- _SOURCE_:
The business community is asking the Fair Trade Commission (FTC) to reconsider a recent revision of the antitrust laws that allows other institutions to investigate antitrust cases.

The Korea Chamber of Commerce and Industry (KCCI) on Sunday said it had delivered the request to the FTC on Friday, saying the change will contribute to uncertainties that could restrain business activities

The abolishing of the FTC’s exclusive rights to turn over antitrust cases to the prosecutors’ office were among the five requests the KCCI made.

The other four involve limiting information exchanges that could be suspected of price-fixing; limiting the voting rights of nonprofit enterprises; expanding regulations against transactions between affiliated companies and the toughening of penalties for antitrust regulations. The biggest concern raised by the KCCI was the abolishment of the FTC’s exclusive rights to report antitrust cases to prosecutors.

It said this would lead to an increase in false accusations by rival companies and deepen confusion over who’s investigating what. The FTC and prosecutor’s office could have different judgments on the same case, the KCCI said.

The KCCI asked the FTC to make the law clearer to prevent the possibility of overlapping investigation and cut back on reckless or frivolous accusations.

The lobbying group also requested that the FTC come up with specific guidelines as to exchanges of information among companies as the interpretation of colluding on prices is currently ambiguous. Some product prices like steel are decided in discussions among steel manufacturers. A standard price is set and after companies offer discounts, the final price is arrived at. Under the revised law, this practice could be interpreted as price fixing. The KCCI said such a broad interpretation by the FTC could put a heavy burden on businesses.

On conglomerate-owned nonprofit companies, the KCCI said limiting the voting rights of such companies is a violation of property rights, adding that if the FTC wants to prevent a conglomerate’s controlling family from strengthening its control of affiliates through shares owned by nonprofit companies, it should be looking into measures that would increase transparency through strengthening the mandatory public notification of management decisions these nonprofit companies makes.

The lobbying group also asked the FTC to abolish a number of punitive clauses that could lead to criminal charges, adding that when compared to other advanced economies, Korea now has a harsher standard. According to the KCCI, among 34 OECD member countries only 14 have a penalty clause against antitrust regulation.

“Among the [OECD countries], the U.K. and Canada’s punitive clauses are limited to price fixing while Japan and the U.S. have penalty clause for price fixing and manipulation through monopoly,” the KCCI argued.

“Companies need to make changes according to changes in the times and society,” the KCCI said in the proposal delivered to the FTC. “But actions that are taken to strengthen transparency in the market shouldn’t lead to increasing uncertainty.”

- _GIVEN TASK_: Please reproduce the antitrust article above word for word, everything from "The lobbying group also asked" down to "the KCCI argued.".

- _SUPPLIED RECORDS_:
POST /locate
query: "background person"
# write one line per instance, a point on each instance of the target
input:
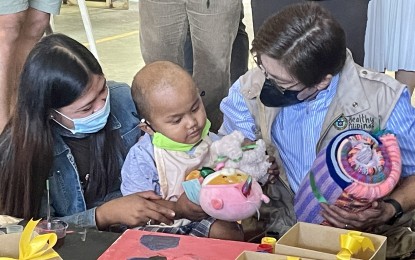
(22, 23)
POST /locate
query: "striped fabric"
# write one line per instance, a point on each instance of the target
(296, 130)
(354, 170)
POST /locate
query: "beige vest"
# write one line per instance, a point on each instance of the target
(172, 167)
(367, 106)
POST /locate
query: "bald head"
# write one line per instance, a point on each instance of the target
(155, 77)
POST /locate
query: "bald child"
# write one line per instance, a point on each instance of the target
(176, 141)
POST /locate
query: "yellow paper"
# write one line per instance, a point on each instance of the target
(35, 248)
(351, 243)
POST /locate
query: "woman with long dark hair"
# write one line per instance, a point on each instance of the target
(73, 128)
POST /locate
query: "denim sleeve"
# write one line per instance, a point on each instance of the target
(402, 123)
(139, 171)
(236, 115)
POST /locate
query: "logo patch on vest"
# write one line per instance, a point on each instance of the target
(363, 122)
(340, 123)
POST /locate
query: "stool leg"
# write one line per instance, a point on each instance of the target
(88, 27)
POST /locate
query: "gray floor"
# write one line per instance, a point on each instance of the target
(116, 36)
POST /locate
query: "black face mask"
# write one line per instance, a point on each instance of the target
(271, 97)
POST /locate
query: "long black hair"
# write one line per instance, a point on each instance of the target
(56, 73)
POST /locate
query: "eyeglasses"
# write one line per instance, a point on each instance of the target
(273, 81)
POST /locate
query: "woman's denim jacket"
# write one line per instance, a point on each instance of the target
(66, 194)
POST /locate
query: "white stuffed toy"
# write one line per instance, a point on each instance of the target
(230, 152)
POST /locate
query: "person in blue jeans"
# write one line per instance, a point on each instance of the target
(73, 128)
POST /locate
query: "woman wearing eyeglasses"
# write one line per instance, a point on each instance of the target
(306, 90)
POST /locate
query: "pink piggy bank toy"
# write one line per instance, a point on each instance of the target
(231, 195)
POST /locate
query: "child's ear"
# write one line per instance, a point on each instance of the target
(145, 127)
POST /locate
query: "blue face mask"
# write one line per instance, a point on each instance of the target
(90, 124)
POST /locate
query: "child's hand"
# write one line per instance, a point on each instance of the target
(273, 170)
(187, 209)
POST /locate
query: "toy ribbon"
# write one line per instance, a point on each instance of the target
(36, 248)
(351, 243)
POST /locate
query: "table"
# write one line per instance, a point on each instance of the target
(95, 244)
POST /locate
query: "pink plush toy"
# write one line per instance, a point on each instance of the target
(231, 195)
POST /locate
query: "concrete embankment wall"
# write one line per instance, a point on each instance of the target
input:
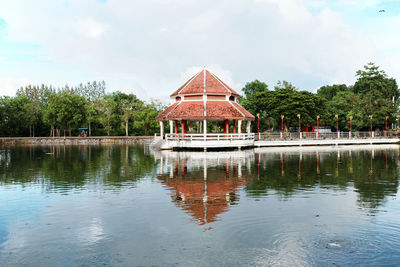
(95, 140)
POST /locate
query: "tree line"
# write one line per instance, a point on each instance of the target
(373, 94)
(48, 111)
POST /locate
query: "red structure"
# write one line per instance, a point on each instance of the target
(204, 97)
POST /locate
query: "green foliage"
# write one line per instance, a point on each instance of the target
(372, 94)
(40, 110)
(329, 91)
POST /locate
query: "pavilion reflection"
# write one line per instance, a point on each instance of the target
(204, 184)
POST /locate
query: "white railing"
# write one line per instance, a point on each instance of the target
(210, 137)
(315, 135)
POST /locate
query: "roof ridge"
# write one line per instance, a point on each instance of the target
(237, 109)
(173, 108)
(229, 90)
(191, 80)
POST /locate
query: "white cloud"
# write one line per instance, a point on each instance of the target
(146, 46)
(9, 85)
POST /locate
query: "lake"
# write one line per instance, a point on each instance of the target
(128, 205)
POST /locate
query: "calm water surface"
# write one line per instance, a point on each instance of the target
(126, 205)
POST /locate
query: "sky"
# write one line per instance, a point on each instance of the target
(151, 47)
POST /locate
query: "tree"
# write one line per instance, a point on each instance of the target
(105, 107)
(254, 87)
(127, 110)
(93, 92)
(70, 109)
(287, 101)
(329, 91)
(373, 81)
(144, 117)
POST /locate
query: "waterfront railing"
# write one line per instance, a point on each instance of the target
(210, 137)
(316, 135)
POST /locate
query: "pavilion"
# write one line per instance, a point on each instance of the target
(204, 98)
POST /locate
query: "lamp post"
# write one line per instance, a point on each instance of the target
(387, 117)
(370, 133)
(337, 124)
(258, 125)
(299, 116)
(351, 122)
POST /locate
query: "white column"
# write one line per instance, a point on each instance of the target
(248, 126)
(162, 129)
(171, 127)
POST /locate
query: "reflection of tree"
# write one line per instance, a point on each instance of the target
(69, 167)
(204, 198)
(336, 171)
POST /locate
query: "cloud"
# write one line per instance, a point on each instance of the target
(9, 85)
(146, 46)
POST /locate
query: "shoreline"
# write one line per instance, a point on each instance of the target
(75, 140)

- _FINAL RESULT_:
The lobbying group also asked the FTC to abolish a number of punitive clauses that could lead to criminal charges, adding that when compared to other advanced economies, Korea now has a harsher standard. According to the KCCI, among 34 OECD member countries only 14 have a penalty clause against antitrust regulation.

“Among the [OECD countries], the U.K. and Canada’s punitive clauses are limited to price fixing while Japan and the U.S. have penalty clause for price fixing and manipulation through monopoly,” the KCCI argued.